** Document text **
# freebsd-update 7.0 to 7.1



## formaltux (Mar 25, 2009)

freebsd-update wants to merge /etc/hosts, answering 'n' to this: 'Does this look reasonable (y/n)?' question will abort the freebsd-update process, what? Also i'm a dumbass can someone explain how is manual merge done using vi?


Thanks.


----------



## CrazyFingers (Mar 25, 2009)

Similar issue here, doing freebsd-update from 7.0 to 7.1, the update process would whine about not being able to merge /etc/hosts and open vi to manually merge.  I am not a vi user, so this was a confusing pain.  I ended up just entering "ZZ" and then [enter], which closed vi and continued along.  When it was finished I did freebsd-update install, and it installed everything, and on a reboot it was FreeBSD 7.1-RELEASE-p4, happy happy.
However, my hosts file had a bunch of extra crap in it that I had to delete, but it didn't seem to break anything.
The section of the handbook that covers freebsd-update bumping to newer versions of the OS is a bit vague on this part of the upgrade process.


----------



## tangram (Mar 25, 2009)

Not using freebsd-update lately so don't recall how to deal with merges.

However if it's /etc/hosts simply don't update it. Only ident information changes and it will try to remove your customizations to the file.


----------



## formaltux (Mar 25, 2009)

Ok, figured this one out.

When freebsd-update tells you that it was unable to merge the given file automatically, you press Enter and then vi editor starts up. It will look similar to this: 

http://pastebin.com/m2d366a61

In my case I wanted to keep my original /etc/hosts intact, so I deleted lines: 1 and everything after line 5 (5 included).

After that command :wq! saved the file and quit vi.  .. on to the next file.

After all the files which freebsd-update wasn't able to merge automatically comes section witch automatic merges. freebsd-update will show you the file, lines prefixed with '-' are going to be removed and lines prefixed with '+' are going to be added.
If you are happy with the -/+ for given file then just answer 'Y'.

Quick vi howto:

 - There are two modes, insert mode and command mode,
   into insert mode you go by pressing key: i
   to go back to command mode you pres ESC.

 - To delete the line in vi, go to command mode
   go to desired line with the cursor and press: dd

 - To delete a single character in command mode press: x
   (cursor should be on that character)

 - To replace single character in command mode press: r
   and then type new character

 - some navigation(in command mode):
     Next Page     = CTRL + f
     Previous Page = CTRL + b 

 - To exit vi and save changes(in command mode) type:  :wq!

 - To exit vi without saving changes(in command mode) type:  :q!


----------



## SirDice (Mar 26, 2009)

formaltux said:
			
		

> - To exit vi and save changes(in command mode) type:  :wq!


Just <ESC>:wq will do fine. No need to force a quit.


----------

** Directive 1 **
Reproduce the part of the listing that opens with the line containing "Reviewer note: verify one keypoint per instance of the plastic" and runs to the end of the listing, with both ends and the requests included. Multiply every coordinate in the answers by 0.9 and round each result to a whole number, with halves rounded up.

** Data provided **
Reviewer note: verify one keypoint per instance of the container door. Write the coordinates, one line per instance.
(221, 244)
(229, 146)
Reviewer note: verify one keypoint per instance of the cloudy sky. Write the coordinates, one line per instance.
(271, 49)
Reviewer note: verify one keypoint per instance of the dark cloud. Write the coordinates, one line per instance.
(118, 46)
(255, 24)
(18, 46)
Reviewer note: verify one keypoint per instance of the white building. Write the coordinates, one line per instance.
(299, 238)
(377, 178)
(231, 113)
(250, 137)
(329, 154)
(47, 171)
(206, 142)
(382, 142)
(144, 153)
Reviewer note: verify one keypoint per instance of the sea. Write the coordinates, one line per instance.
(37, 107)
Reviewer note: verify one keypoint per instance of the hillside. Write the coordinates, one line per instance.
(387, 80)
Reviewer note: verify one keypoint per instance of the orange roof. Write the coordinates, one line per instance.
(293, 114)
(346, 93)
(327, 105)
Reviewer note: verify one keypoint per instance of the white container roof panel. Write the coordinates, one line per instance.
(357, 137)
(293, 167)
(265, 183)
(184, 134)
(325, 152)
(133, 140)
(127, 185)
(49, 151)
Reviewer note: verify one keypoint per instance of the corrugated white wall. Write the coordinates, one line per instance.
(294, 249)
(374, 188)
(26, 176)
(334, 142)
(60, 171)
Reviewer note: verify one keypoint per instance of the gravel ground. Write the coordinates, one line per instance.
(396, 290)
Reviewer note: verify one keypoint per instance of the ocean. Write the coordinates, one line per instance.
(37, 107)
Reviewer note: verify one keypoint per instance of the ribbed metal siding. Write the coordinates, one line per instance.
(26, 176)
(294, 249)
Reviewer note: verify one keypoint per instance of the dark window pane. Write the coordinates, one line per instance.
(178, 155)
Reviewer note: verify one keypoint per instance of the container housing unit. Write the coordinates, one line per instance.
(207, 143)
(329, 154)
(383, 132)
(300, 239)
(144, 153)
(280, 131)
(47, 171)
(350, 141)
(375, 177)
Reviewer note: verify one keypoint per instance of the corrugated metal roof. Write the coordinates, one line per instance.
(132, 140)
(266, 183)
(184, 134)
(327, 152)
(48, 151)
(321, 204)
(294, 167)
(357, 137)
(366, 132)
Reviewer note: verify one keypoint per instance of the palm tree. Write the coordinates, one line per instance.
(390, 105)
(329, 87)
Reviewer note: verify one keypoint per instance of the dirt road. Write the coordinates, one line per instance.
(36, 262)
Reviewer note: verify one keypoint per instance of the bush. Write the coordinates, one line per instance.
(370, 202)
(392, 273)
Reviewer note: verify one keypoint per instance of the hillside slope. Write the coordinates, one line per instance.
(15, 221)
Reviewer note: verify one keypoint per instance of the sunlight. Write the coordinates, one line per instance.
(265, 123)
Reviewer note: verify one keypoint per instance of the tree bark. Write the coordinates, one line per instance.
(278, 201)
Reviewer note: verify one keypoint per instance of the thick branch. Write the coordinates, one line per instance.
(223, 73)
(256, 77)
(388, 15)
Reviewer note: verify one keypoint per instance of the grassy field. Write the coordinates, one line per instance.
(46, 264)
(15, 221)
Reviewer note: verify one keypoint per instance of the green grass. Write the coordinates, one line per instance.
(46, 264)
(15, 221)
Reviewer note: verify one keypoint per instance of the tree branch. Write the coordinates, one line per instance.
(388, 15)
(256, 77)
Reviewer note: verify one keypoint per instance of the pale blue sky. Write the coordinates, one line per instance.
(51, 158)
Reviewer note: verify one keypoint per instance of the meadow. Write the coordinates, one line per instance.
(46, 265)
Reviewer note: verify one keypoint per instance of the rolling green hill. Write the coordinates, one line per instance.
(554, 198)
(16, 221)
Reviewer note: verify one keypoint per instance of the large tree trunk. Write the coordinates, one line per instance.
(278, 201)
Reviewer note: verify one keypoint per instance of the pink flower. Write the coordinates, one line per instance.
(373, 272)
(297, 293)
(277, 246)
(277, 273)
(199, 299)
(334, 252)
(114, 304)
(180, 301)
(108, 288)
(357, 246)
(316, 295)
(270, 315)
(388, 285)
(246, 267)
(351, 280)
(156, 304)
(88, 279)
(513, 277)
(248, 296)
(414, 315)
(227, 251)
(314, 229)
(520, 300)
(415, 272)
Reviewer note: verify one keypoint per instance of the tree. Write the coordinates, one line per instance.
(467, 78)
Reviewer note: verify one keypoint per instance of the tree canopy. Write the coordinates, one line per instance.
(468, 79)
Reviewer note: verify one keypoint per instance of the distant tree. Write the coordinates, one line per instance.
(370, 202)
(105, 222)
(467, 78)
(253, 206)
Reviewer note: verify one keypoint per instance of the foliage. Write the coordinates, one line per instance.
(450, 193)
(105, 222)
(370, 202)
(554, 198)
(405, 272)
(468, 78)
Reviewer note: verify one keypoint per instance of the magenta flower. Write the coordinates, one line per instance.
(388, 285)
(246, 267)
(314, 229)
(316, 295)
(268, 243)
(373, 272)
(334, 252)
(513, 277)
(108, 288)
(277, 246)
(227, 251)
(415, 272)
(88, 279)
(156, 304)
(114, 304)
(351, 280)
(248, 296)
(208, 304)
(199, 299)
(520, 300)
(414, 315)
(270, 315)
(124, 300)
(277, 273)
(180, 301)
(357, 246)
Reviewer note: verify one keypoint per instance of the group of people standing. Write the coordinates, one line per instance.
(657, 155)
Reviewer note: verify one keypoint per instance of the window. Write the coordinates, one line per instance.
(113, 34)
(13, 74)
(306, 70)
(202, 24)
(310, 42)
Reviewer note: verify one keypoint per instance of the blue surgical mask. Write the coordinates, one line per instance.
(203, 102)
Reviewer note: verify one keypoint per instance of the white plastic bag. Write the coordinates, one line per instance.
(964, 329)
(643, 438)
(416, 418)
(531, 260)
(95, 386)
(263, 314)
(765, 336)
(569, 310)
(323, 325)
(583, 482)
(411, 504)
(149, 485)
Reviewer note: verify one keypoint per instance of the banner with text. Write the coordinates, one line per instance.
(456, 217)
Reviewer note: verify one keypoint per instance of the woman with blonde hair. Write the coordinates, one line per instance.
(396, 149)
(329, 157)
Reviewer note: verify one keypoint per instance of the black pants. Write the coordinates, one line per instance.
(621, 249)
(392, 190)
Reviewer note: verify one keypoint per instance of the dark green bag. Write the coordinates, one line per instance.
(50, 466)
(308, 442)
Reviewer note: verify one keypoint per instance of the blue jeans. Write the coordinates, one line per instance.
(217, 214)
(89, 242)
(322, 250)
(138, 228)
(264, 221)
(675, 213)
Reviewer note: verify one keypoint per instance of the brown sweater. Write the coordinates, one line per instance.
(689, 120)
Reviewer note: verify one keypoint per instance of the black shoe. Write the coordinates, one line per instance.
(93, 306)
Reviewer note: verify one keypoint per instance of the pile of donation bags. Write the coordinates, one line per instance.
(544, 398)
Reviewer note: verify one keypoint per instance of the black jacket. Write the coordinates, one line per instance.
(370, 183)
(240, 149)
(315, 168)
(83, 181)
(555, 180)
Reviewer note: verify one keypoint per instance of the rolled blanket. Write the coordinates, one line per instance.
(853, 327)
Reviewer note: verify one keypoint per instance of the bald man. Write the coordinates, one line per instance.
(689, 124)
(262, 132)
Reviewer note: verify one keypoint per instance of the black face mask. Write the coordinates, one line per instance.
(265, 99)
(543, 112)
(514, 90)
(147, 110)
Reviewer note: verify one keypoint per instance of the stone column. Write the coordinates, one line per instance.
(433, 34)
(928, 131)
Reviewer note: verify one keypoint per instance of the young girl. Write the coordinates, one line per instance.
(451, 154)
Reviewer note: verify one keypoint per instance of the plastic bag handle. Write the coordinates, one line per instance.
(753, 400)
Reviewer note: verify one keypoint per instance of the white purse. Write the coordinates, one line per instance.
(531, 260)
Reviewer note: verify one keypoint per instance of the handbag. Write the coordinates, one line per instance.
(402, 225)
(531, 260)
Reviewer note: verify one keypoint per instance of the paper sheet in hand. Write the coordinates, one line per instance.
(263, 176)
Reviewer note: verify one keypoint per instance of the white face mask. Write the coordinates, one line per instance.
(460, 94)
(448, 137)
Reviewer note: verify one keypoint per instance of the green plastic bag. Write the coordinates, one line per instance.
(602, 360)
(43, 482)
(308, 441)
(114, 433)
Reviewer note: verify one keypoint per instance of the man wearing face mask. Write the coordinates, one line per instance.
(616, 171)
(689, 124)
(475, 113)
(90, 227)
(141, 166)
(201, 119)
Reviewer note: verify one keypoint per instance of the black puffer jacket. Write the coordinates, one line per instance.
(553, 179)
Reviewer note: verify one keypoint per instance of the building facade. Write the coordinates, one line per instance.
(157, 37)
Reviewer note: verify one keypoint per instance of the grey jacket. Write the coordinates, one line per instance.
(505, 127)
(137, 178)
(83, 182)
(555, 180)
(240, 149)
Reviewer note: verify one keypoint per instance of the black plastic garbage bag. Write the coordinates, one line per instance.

** Directive 2 **
List the usernames of everyone who posts in the freebsd-update thread, giving each name once.

** Written solution 1 **
Reviewer note: verify one keypoint per instance of the plastic bag handle. Write the coordinates, one line per instance.
(678, 360)
Reviewer note: verify one keypoint per instance of the white purse. Write the coordinates, one line per instance.
(478, 234)
Reviewer note: verify one keypoint per instance of the handbag. Write the coordinates, one line per instance.
(362, 203)
(478, 234)
Reviewer note: verify one keypoint per instance of the paper sheet in hand. Write the coordinates, one line per instance.
(237, 158)
Reviewer note: verify one keypoint per instance of the white face mask. Write the coordinates, one line per instance.
(414, 85)
(403, 123)
Reviewer note: verify one keypoint per instance of the green plastic bag. Write the coordinates, one line per instance.
(542, 324)
(39, 434)
(277, 397)
(103, 390)
Reviewer note: verify one keypoint per instance of the man wearing face mask. Write the coordinates, one line per instance.
(554, 154)
(620, 112)
(428, 102)
(81, 204)
(127, 149)
(181, 107)
Reviewer note: verify one keypoint per instance of the black puffer jacket. Write the coordinates, one line per instance.
(498, 161)
Reviewer note: verify one keypoint per instance of the building facade. Write the coordinates, one line per instance.
(141, 33)
Reviewer note: verify one keypoint per instance of the grey jacket. Write the coordinates, one line per instance.
(455, 114)
(123, 160)
(75, 164)
(500, 162)
(216, 134)
Reviewer note: verify one keypoint per instance of the black plastic garbage bag. Write the coordinates, one line per instance.

** Written solution 2 **
formaltux
CrazyFingers
tangram
SirDice